> YOUR GOAL: Report each line in the data below that contains the word "green", copying every such line in full.

> DATA FOR THIS TASK:
• • • • •

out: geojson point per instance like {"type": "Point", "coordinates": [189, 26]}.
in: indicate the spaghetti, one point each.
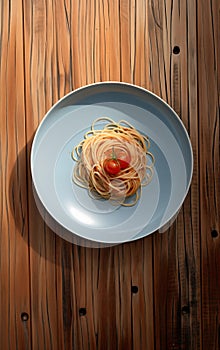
{"type": "Point", "coordinates": [119, 143]}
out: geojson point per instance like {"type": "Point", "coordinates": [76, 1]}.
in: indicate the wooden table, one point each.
{"type": "Point", "coordinates": [160, 292]}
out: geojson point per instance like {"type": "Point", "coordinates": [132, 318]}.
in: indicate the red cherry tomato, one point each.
{"type": "Point", "coordinates": [123, 164]}
{"type": "Point", "coordinates": [112, 166]}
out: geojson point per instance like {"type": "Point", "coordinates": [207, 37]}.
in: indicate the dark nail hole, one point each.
{"type": "Point", "coordinates": [24, 316]}
{"type": "Point", "coordinates": [82, 311]}
{"type": "Point", "coordinates": [214, 233]}
{"type": "Point", "coordinates": [185, 310]}
{"type": "Point", "coordinates": [134, 289]}
{"type": "Point", "coordinates": [176, 50]}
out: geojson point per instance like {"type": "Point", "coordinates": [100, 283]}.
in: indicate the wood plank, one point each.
{"type": "Point", "coordinates": [14, 258]}
{"type": "Point", "coordinates": [208, 87]}
{"type": "Point", "coordinates": [177, 251]}
{"type": "Point", "coordinates": [47, 78]}
{"type": "Point", "coordinates": [80, 47]}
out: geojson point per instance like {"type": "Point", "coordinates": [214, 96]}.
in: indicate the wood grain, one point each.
{"type": "Point", "coordinates": [157, 293]}
{"type": "Point", "coordinates": [208, 87]}
{"type": "Point", "coordinates": [14, 257]}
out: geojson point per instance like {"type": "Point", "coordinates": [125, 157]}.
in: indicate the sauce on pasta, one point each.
{"type": "Point", "coordinates": [121, 142]}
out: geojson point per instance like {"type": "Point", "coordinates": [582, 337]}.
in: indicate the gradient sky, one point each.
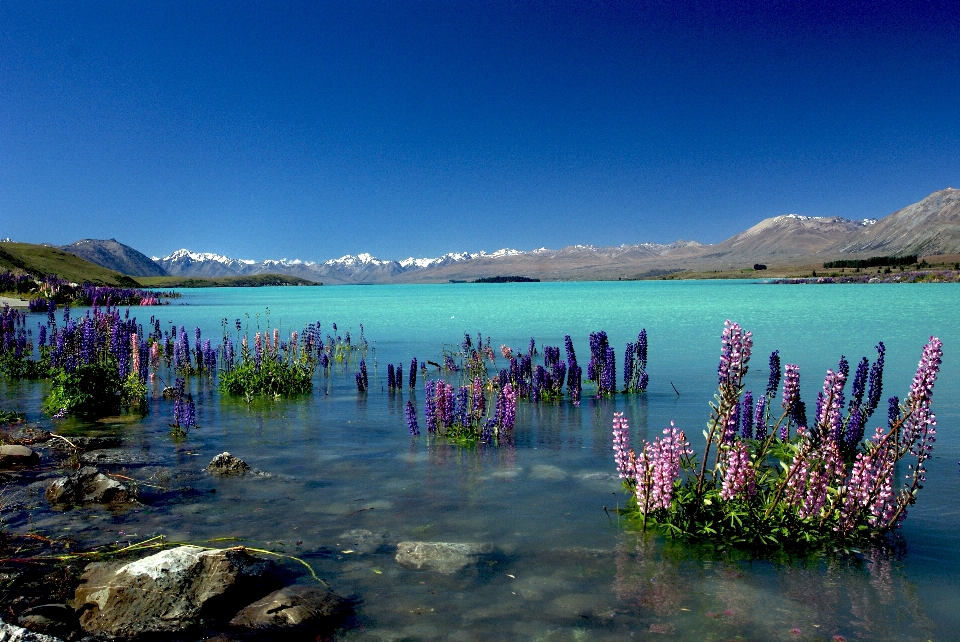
{"type": "Point", "coordinates": [312, 130]}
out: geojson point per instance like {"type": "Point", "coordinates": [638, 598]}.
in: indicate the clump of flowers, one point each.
{"type": "Point", "coordinates": [784, 482]}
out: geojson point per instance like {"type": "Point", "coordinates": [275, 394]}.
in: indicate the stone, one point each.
{"type": "Point", "coordinates": [360, 540]}
{"type": "Point", "coordinates": [293, 606]}
{"type": "Point", "coordinates": [50, 619]}
{"type": "Point", "coordinates": [87, 485]}
{"type": "Point", "coordinates": [442, 557]}
{"type": "Point", "coordinates": [116, 457]}
{"type": "Point", "coordinates": [13, 633]}
{"type": "Point", "coordinates": [227, 464]}
{"type": "Point", "coordinates": [170, 591]}
{"type": "Point", "coordinates": [12, 456]}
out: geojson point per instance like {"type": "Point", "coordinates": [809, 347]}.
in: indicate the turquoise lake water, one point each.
{"type": "Point", "coordinates": [563, 568]}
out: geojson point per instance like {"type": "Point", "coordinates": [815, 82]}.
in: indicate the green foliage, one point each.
{"type": "Point", "coordinates": [93, 390]}
{"type": "Point", "coordinates": [275, 377]}
{"type": "Point", "coordinates": [11, 417]}
{"type": "Point", "coordinates": [873, 261]}
{"type": "Point", "coordinates": [24, 367]}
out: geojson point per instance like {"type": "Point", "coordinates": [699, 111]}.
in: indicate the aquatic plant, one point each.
{"type": "Point", "coordinates": [635, 378]}
{"type": "Point", "coordinates": [184, 410]}
{"type": "Point", "coordinates": [274, 368]}
{"type": "Point", "coordinates": [769, 486]}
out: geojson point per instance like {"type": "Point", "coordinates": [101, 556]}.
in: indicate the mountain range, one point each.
{"type": "Point", "coordinates": [929, 227]}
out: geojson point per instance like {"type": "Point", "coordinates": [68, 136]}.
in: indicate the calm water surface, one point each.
{"type": "Point", "coordinates": [562, 567]}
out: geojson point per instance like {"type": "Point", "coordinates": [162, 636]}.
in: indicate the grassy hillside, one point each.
{"type": "Point", "coordinates": [41, 260]}
{"type": "Point", "coordinates": [253, 281]}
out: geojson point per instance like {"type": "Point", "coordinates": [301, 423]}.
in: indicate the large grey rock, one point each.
{"type": "Point", "coordinates": [12, 456]}
{"type": "Point", "coordinates": [169, 591]}
{"type": "Point", "coordinates": [86, 485]}
{"type": "Point", "coordinates": [443, 557]}
{"type": "Point", "coordinates": [293, 606]}
{"type": "Point", "coordinates": [13, 633]}
{"type": "Point", "coordinates": [227, 464]}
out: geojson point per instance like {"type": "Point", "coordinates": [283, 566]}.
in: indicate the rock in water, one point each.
{"type": "Point", "coordinates": [87, 485]}
{"type": "Point", "coordinates": [50, 619]}
{"type": "Point", "coordinates": [14, 456]}
{"type": "Point", "coordinates": [12, 633]}
{"type": "Point", "coordinates": [443, 557]}
{"type": "Point", "coordinates": [227, 464]}
{"type": "Point", "coordinates": [169, 591]}
{"type": "Point", "coordinates": [293, 606]}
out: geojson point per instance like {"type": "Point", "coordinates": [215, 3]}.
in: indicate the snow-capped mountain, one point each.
{"type": "Point", "coordinates": [366, 268]}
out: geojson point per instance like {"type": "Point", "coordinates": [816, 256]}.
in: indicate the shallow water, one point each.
{"type": "Point", "coordinates": [561, 567]}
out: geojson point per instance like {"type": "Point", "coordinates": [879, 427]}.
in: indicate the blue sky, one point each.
{"type": "Point", "coordinates": [313, 130]}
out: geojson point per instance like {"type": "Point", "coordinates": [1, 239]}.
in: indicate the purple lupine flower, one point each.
{"type": "Point", "coordinates": [411, 416]}
{"type": "Point", "coordinates": [791, 386]}
{"type": "Point", "coordinates": [830, 406]}
{"type": "Point", "coordinates": [859, 382]}
{"type": "Point", "coordinates": [479, 399]}
{"type": "Point", "coordinates": [773, 382]}
{"type": "Point", "coordinates": [509, 400]}
{"type": "Point", "coordinates": [461, 407]}
{"type": "Point", "coordinates": [732, 425]}
{"type": "Point", "coordinates": [798, 416]}
{"type": "Point", "coordinates": [893, 410]}
{"type": "Point", "coordinates": [746, 416]}
{"type": "Point", "coordinates": [869, 490]}
{"type": "Point", "coordinates": [760, 419]}
{"type": "Point", "coordinates": [875, 390]}
{"type": "Point", "coordinates": [735, 349]}
{"type": "Point", "coordinates": [430, 404]}
{"type": "Point", "coordinates": [812, 472]}
{"type": "Point", "coordinates": [855, 426]}
{"type": "Point", "coordinates": [621, 446]}
{"type": "Point", "coordinates": [657, 466]}
{"type": "Point", "coordinates": [739, 476]}
{"type": "Point", "coordinates": [608, 377]}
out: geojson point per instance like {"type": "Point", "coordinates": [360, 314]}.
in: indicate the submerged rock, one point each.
{"type": "Point", "coordinates": [13, 633]}
{"type": "Point", "coordinates": [360, 540]}
{"type": "Point", "coordinates": [87, 485]}
{"type": "Point", "coordinates": [116, 457]}
{"type": "Point", "coordinates": [13, 456]}
{"type": "Point", "coordinates": [227, 464]}
{"type": "Point", "coordinates": [443, 557]}
{"type": "Point", "coordinates": [169, 591]}
{"type": "Point", "coordinates": [293, 606]}
{"type": "Point", "coordinates": [50, 619]}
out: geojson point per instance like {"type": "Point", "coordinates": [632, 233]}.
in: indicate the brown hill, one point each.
{"type": "Point", "coordinates": [931, 226]}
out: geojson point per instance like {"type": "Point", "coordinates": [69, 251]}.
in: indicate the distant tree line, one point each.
{"type": "Point", "coordinates": [873, 261]}
{"type": "Point", "coordinates": [507, 279]}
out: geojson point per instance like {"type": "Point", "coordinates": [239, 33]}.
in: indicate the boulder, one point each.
{"type": "Point", "coordinates": [12, 633]}
{"type": "Point", "coordinates": [360, 540]}
{"type": "Point", "coordinates": [170, 591]}
{"type": "Point", "coordinates": [50, 619]}
{"type": "Point", "coordinates": [13, 456]}
{"type": "Point", "coordinates": [227, 464]}
{"type": "Point", "coordinates": [293, 606]}
{"type": "Point", "coordinates": [87, 485]}
{"type": "Point", "coordinates": [443, 557]}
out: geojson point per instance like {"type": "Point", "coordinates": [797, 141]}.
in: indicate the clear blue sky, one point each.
{"type": "Point", "coordinates": [317, 129]}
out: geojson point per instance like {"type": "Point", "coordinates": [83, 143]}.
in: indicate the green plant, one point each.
{"type": "Point", "coordinates": [93, 389]}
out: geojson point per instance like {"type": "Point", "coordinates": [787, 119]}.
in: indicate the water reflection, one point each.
{"type": "Point", "coordinates": [668, 588]}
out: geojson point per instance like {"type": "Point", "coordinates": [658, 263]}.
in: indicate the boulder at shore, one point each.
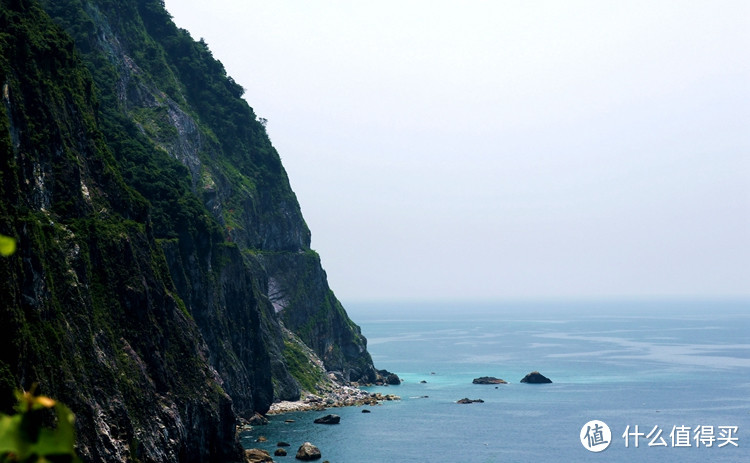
{"type": "Point", "coordinates": [328, 419]}
{"type": "Point", "coordinates": [257, 456]}
{"type": "Point", "coordinates": [308, 452]}
{"type": "Point", "coordinates": [489, 380]}
{"type": "Point", "coordinates": [535, 378]}
{"type": "Point", "coordinates": [466, 400]}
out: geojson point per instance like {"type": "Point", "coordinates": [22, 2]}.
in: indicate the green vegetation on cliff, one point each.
{"type": "Point", "coordinates": [160, 249]}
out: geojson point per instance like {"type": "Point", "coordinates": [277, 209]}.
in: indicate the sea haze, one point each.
{"type": "Point", "coordinates": [645, 364]}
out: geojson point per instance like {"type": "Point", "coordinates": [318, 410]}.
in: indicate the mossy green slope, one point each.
{"type": "Point", "coordinates": [161, 248]}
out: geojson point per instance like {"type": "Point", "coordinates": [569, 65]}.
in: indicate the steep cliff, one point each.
{"type": "Point", "coordinates": [164, 274]}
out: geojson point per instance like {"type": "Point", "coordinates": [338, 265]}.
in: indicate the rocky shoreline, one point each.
{"type": "Point", "coordinates": [342, 396]}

• • • • •

> SOLUTION TO THIS TASK:
in: indicate the green foliage, one point each.
in: indicate the green plant, one point each.
in: indicate the green vegetation on cliff, one point each.
in: indicate the mossy green slope, one point each.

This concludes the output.